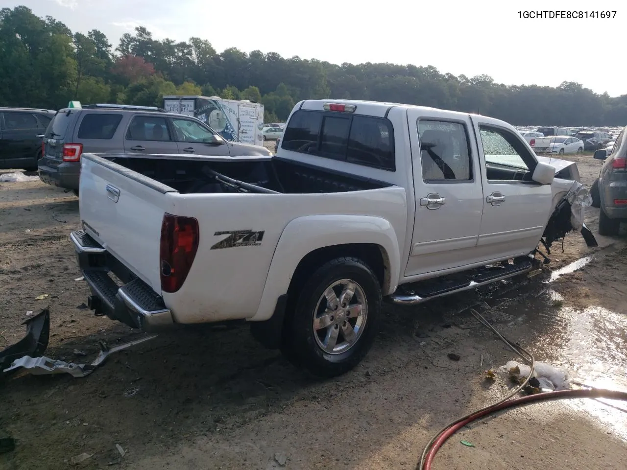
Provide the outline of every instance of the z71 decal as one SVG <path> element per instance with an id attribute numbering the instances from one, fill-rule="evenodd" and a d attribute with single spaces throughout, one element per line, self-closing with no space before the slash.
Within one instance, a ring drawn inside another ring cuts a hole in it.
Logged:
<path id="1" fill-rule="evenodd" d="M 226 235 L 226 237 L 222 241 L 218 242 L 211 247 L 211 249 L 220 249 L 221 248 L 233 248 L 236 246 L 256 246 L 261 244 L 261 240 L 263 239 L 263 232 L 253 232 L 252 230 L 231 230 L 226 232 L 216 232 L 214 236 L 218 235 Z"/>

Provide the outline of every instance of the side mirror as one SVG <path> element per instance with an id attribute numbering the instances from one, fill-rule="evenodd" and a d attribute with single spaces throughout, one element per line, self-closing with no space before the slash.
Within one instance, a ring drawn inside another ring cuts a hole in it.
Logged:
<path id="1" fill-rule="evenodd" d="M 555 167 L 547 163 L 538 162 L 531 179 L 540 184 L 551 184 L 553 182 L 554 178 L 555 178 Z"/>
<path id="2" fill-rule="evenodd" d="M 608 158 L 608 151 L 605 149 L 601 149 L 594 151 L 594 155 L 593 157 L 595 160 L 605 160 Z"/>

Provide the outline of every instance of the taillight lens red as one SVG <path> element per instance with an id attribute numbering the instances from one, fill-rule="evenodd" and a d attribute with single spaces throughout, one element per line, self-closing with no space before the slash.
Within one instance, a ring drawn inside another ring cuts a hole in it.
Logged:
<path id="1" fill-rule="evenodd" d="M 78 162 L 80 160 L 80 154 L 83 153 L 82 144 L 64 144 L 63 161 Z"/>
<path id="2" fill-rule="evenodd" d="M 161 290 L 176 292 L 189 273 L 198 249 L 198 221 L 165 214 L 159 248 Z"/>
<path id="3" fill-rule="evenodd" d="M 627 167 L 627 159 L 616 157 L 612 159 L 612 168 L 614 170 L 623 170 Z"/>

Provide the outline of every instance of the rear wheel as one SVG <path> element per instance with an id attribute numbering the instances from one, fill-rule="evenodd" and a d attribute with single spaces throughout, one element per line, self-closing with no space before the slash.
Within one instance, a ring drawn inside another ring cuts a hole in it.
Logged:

+ + +

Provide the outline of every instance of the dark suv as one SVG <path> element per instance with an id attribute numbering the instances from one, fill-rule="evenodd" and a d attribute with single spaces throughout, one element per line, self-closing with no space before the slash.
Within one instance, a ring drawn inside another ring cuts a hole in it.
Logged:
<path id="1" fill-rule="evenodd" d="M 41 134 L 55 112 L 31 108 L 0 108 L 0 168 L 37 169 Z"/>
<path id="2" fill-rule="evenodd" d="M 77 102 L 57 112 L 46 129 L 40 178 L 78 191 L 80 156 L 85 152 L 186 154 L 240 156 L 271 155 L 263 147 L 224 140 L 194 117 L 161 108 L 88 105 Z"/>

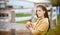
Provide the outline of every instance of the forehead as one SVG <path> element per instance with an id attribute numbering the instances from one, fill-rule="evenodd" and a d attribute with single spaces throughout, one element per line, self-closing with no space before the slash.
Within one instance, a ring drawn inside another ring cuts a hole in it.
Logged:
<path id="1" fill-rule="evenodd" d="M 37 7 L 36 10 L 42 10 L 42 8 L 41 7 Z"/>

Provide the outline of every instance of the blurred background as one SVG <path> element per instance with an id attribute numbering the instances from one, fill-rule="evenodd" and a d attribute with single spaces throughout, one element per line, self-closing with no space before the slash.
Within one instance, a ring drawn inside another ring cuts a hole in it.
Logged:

+ + +

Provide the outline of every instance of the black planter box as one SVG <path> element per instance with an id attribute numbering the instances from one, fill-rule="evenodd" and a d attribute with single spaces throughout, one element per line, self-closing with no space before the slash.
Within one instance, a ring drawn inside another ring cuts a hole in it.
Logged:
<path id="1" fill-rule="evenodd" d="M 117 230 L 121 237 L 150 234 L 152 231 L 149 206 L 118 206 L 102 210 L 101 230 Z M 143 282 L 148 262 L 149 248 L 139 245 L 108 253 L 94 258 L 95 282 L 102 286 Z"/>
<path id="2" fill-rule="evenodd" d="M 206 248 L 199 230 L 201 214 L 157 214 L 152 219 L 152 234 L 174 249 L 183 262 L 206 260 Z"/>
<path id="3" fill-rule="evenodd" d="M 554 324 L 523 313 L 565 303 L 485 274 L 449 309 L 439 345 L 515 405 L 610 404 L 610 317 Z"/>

+ + +

§ WHAT YOU SHOULD DO
Put the lines above into a Markdown table with the columns "Row" and "Line", numbering each row and leaving out blank lines. Begin at the line that contains "Provide the outline of every instance of the taillight" and stop after the line that contains "627 167 L 627".

§ EXERCISE RESULT
| Row | Line |
|---|---|
| 1 | Provide the outline of every instance of the taillight lens red as one SVG <path> element per instance with an id attribute numbering the instances from one, fill-rule="evenodd" and a d attribute with single spaces throughout, one element per line, self-closing with no space before the slash. |
| 2 | Within one instance, a ring drawn inside another ring cuts a hole in it. |
| 3 | Logged: |
| 4 | <path id="1" fill-rule="evenodd" d="M 78 162 L 80 160 L 80 154 L 83 153 L 82 144 L 64 144 L 63 161 Z"/> |
| 5 | <path id="2" fill-rule="evenodd" d="M 161 290 L 176 292 L 189 273 L 198 249 L 198 221 L 165 214 L 159 248 Z"/> |
| 6 | <path id="3" fill-rule="evenodd" d="M 627 167 L 627 159 L 616 157 L 612 159 L 612 168 L 614 170 L 623 170 Z"/> |